== Given problem ==
Rewrite the data as a numbered list, from the first line through the line containing "259,277 -> 300,382", with both ends included and blank lines omitted. Leave the pictures out of your answer.

== Material ==
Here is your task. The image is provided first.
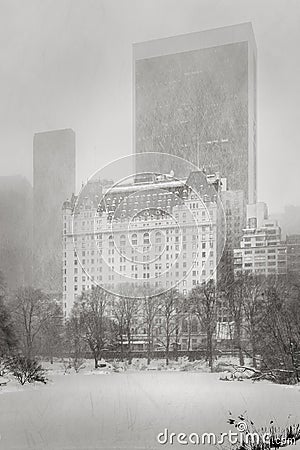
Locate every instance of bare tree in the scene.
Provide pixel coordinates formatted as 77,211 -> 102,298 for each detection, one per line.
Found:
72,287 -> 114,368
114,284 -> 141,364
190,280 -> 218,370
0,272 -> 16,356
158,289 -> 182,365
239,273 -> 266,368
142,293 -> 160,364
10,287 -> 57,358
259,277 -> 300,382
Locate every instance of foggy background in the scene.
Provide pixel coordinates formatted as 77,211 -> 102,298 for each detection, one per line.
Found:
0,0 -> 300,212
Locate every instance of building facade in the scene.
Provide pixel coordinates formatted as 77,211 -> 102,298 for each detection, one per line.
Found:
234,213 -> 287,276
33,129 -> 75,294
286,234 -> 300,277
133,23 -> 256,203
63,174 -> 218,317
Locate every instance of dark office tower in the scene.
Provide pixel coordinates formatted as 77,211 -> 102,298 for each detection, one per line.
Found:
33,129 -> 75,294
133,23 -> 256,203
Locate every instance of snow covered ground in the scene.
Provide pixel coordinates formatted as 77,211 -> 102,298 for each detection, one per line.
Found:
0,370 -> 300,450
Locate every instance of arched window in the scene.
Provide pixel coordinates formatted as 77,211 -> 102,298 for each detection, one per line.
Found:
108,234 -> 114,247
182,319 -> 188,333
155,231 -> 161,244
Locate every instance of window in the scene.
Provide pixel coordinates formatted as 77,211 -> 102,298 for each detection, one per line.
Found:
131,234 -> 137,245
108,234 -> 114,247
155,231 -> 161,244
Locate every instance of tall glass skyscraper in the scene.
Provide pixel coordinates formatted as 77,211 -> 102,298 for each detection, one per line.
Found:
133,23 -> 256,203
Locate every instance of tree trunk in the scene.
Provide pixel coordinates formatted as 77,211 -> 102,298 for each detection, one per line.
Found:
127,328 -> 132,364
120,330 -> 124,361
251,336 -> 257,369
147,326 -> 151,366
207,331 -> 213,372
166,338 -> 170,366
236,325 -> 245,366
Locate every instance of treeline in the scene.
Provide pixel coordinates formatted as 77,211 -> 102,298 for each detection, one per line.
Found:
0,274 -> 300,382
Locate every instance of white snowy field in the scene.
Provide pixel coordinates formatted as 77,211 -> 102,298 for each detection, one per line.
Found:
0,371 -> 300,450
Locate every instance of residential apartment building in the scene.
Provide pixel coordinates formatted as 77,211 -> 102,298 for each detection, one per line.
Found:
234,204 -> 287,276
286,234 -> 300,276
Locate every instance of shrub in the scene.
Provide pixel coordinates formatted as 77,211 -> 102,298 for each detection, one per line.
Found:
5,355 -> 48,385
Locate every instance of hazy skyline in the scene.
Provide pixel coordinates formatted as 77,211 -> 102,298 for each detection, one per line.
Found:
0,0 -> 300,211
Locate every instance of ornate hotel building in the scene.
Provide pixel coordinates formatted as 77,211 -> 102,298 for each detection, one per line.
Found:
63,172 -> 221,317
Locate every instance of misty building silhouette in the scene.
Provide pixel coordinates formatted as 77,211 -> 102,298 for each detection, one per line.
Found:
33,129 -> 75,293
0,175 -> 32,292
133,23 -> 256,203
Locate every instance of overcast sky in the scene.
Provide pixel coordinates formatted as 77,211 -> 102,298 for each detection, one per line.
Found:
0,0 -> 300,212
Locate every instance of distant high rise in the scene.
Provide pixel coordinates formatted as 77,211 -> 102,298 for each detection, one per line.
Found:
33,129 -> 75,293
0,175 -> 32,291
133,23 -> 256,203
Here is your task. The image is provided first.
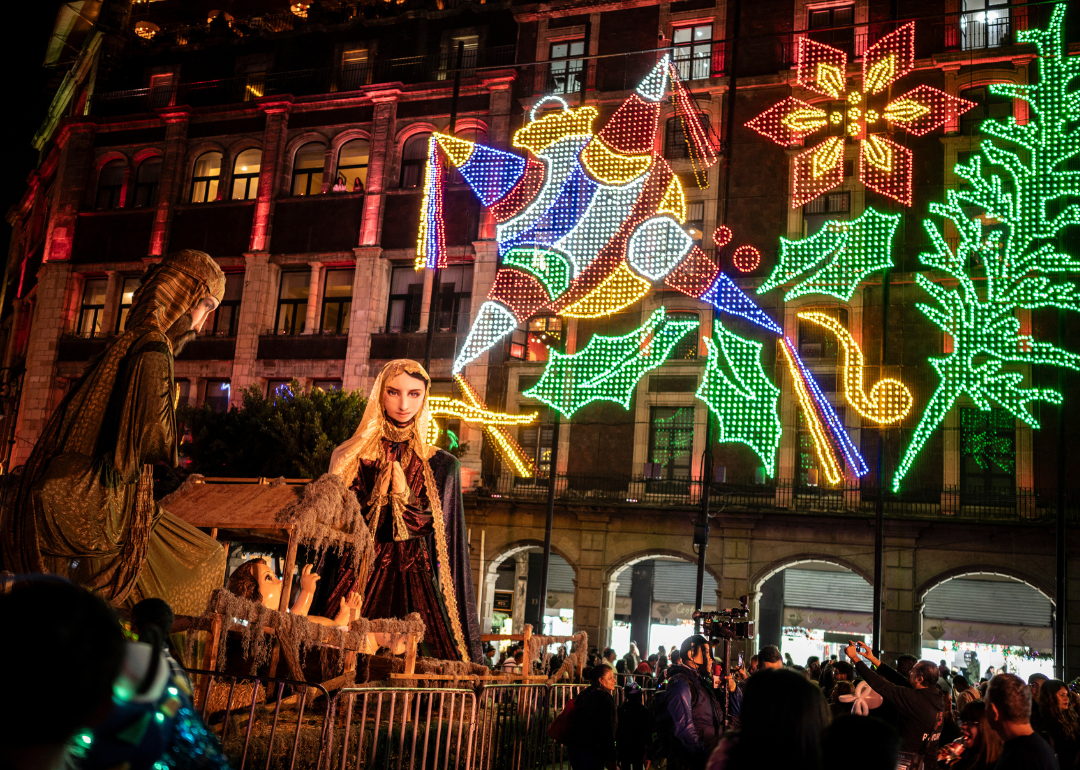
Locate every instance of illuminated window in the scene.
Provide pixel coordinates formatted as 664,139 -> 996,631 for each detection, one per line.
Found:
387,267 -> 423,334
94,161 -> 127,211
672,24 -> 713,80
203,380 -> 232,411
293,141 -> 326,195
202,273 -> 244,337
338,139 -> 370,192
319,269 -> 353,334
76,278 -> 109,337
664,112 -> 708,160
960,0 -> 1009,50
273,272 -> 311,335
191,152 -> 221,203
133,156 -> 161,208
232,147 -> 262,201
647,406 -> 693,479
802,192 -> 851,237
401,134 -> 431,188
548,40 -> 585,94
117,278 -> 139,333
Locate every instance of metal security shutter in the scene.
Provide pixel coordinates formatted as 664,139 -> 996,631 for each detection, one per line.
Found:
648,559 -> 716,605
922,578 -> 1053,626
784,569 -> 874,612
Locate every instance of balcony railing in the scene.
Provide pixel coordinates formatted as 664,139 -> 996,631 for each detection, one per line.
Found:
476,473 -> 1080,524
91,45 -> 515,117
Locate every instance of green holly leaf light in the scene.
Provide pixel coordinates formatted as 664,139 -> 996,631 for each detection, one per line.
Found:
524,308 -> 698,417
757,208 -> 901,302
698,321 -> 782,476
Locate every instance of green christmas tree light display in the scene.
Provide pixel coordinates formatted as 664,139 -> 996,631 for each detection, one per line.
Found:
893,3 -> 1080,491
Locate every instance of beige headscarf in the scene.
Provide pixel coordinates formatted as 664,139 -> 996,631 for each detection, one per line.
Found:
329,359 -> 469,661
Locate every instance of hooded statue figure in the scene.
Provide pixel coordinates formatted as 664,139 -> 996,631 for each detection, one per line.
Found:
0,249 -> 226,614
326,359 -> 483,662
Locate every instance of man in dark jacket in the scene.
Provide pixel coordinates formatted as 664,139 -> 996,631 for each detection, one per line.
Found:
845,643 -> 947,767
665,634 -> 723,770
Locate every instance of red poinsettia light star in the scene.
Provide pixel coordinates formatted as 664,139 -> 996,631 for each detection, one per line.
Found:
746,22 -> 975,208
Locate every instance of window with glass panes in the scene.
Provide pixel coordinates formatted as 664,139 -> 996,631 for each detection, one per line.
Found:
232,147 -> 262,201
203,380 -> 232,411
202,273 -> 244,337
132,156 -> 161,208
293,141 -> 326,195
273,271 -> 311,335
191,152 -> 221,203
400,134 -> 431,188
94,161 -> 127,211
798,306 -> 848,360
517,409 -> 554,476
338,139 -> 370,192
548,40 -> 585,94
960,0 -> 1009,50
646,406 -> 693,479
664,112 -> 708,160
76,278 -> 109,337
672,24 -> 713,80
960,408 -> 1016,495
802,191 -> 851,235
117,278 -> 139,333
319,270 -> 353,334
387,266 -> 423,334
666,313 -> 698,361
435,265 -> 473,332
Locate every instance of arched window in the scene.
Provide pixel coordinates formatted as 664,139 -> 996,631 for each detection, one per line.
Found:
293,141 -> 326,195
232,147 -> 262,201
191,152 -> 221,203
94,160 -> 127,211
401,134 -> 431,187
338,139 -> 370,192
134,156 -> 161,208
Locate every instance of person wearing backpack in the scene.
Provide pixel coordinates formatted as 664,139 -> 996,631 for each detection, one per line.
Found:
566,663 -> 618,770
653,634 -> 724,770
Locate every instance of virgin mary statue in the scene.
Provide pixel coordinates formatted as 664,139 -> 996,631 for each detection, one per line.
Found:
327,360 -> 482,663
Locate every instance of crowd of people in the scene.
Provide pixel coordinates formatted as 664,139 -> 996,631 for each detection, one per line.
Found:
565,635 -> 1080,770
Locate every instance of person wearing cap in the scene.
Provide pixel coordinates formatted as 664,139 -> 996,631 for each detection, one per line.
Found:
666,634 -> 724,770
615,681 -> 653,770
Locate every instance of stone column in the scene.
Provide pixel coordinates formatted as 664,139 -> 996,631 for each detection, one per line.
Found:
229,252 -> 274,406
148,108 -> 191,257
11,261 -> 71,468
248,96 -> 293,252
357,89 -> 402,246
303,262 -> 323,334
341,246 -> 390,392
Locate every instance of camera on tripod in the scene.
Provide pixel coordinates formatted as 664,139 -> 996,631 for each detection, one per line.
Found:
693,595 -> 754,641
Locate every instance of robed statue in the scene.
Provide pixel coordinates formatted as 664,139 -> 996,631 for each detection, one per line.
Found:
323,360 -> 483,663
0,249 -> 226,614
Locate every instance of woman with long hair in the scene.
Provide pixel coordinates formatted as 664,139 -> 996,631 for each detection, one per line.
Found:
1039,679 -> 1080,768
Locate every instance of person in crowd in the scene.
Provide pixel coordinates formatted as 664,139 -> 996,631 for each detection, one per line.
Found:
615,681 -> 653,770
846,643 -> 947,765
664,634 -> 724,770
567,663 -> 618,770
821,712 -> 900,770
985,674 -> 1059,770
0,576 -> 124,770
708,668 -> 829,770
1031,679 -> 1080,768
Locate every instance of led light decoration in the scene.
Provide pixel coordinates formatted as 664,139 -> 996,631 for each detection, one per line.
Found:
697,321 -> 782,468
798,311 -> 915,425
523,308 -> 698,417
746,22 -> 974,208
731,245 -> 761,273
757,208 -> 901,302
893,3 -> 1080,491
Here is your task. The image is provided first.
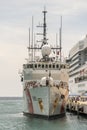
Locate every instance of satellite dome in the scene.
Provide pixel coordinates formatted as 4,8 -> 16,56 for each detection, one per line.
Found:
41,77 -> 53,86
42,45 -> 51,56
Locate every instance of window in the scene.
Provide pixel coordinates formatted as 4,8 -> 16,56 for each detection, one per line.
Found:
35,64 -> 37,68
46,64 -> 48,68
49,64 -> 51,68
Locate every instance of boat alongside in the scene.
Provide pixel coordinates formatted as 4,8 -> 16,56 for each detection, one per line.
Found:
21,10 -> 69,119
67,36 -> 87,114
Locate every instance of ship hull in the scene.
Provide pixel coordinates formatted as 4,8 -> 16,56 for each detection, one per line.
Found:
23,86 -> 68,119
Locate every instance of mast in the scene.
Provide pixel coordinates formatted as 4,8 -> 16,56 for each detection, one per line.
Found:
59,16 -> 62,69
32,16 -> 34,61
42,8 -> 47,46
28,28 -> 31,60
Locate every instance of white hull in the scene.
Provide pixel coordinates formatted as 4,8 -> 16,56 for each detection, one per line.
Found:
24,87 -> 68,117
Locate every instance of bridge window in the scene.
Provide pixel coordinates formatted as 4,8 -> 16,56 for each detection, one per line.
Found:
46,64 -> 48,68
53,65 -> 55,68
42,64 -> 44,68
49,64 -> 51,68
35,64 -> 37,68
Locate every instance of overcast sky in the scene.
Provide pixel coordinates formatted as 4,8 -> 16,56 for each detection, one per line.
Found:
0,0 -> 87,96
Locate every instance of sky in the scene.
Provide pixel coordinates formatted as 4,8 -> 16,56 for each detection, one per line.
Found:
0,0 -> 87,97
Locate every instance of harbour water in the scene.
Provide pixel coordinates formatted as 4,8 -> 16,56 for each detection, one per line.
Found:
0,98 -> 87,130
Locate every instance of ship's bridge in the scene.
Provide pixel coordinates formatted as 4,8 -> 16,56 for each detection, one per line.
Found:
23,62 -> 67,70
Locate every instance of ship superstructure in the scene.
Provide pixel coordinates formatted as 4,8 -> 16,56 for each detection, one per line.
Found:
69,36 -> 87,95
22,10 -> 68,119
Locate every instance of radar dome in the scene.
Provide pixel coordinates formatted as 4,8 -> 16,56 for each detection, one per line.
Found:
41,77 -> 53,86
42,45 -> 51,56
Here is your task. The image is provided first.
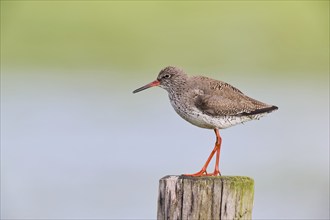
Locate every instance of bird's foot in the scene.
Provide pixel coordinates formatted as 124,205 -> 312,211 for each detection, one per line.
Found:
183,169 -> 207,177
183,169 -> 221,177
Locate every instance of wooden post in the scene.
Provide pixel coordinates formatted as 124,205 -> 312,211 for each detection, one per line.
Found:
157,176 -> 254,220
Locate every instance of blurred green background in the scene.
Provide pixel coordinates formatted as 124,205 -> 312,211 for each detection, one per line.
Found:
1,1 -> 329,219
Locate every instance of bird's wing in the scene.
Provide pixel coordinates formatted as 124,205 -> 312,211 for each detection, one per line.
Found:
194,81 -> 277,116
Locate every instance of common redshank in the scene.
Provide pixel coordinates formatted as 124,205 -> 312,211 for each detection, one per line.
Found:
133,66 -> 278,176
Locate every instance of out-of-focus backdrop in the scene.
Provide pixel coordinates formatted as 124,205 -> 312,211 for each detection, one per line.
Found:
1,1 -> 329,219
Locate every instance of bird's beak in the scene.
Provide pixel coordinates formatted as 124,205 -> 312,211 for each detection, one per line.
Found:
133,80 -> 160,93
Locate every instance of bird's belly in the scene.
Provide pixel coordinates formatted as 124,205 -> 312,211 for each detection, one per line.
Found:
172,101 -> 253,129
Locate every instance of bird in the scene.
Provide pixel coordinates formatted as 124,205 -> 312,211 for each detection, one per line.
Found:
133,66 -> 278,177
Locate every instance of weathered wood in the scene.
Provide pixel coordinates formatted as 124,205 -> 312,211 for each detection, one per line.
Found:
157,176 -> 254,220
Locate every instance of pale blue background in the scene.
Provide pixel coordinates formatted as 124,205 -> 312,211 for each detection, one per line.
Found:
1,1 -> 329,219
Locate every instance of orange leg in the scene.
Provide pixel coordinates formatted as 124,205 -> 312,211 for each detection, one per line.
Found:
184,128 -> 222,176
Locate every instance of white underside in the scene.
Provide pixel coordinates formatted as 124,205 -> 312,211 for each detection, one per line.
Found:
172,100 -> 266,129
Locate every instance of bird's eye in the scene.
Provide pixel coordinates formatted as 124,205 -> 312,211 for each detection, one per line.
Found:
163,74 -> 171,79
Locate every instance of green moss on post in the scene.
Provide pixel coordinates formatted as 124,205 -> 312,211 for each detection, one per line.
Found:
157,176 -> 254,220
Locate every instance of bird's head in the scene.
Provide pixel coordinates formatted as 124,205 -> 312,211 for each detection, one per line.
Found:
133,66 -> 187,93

== Solution to the exercise ==
1. Here is your task. The image is provided first.
2. Locate every instance of bare tree in the scene.
3. Provide pixel coordinates formatted as 77,211 -> 102,298 for each detection, one per line.
4. Found:
5. 72,287 -> 114,368
6. 114,284 -> 141,364
7. 190,280 -> 218,370
8. 0,272 -> 16,356
9. 158,289 -> 182,365
10. 239,273 -> 266,368
11. 142,293 -> 160,364
12. 10,287 -> 57,358
13. 259,277 -> 300,382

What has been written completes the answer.